→ **DATA SHOWN**
===

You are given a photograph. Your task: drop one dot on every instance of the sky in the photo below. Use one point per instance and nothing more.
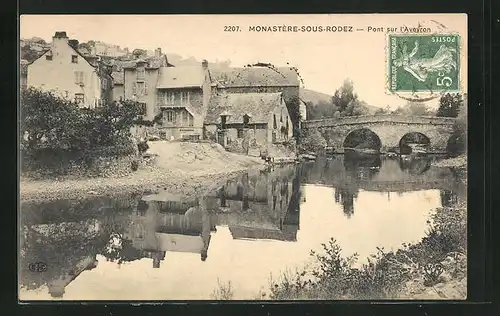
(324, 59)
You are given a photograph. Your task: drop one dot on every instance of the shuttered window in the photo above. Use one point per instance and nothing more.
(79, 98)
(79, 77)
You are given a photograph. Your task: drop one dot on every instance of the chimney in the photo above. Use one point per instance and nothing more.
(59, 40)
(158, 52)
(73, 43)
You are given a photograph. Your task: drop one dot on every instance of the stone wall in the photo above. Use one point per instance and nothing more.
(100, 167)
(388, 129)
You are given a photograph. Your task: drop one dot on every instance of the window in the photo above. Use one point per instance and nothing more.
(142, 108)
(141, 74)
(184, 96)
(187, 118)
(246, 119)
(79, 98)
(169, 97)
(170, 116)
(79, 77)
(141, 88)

===

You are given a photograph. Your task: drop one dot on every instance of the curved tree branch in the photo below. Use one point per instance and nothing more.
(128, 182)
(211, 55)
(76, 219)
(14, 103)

===

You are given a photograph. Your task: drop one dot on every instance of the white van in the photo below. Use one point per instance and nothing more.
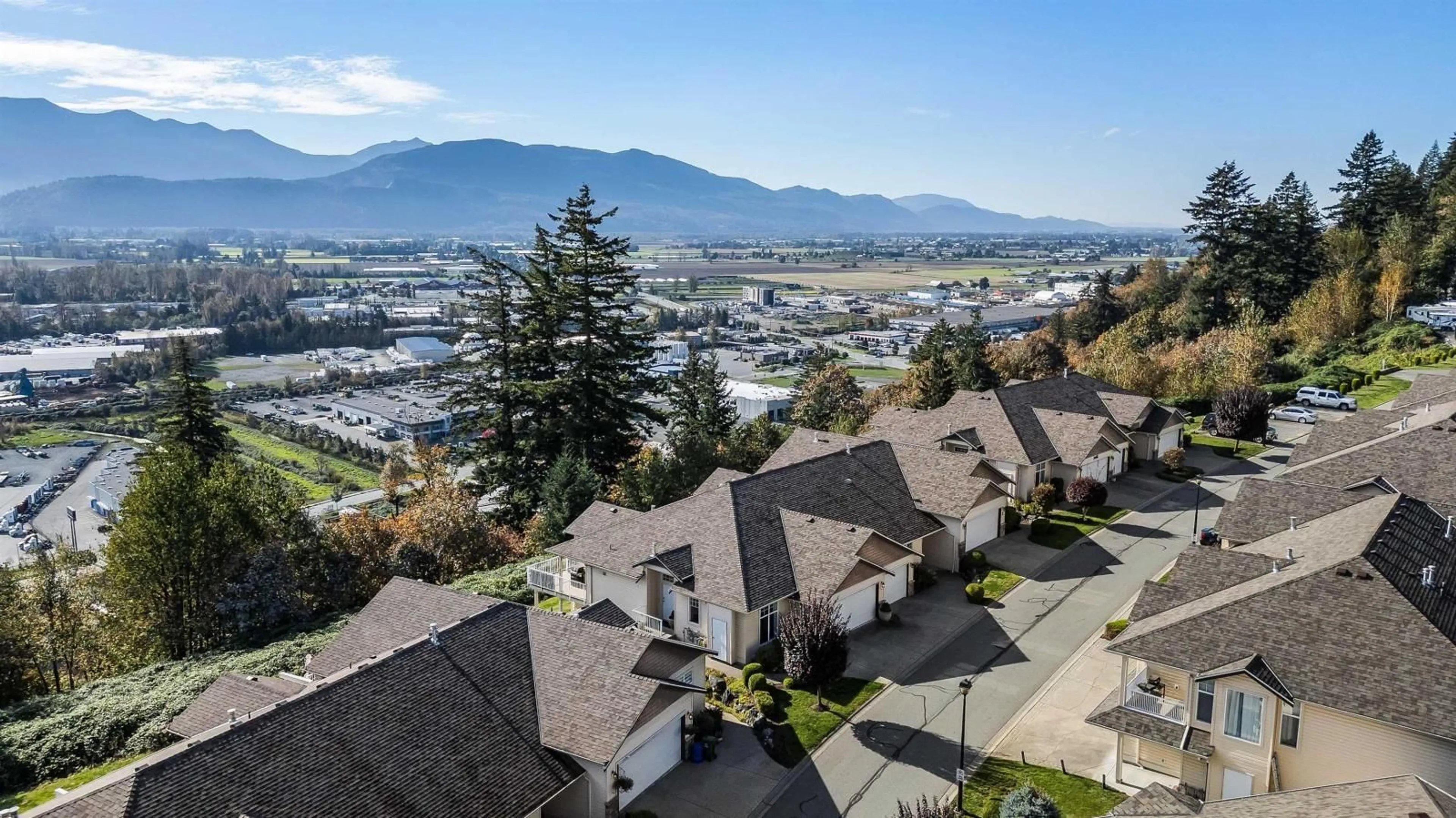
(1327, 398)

===

Which lines of the data above contain the word "window"? Return each of those lines in full, treating uppercase and lowercase as different.

→ **THE COMPLETED TASK**
You are given a photograph. Your task: drop one dot on every instance of the shuttered window in the photo above. Use one point per instance and nothing more.
You are given a photograph. Your task: drop one dot on every instance of the window in the photo above. Use one point per instance and nothing more.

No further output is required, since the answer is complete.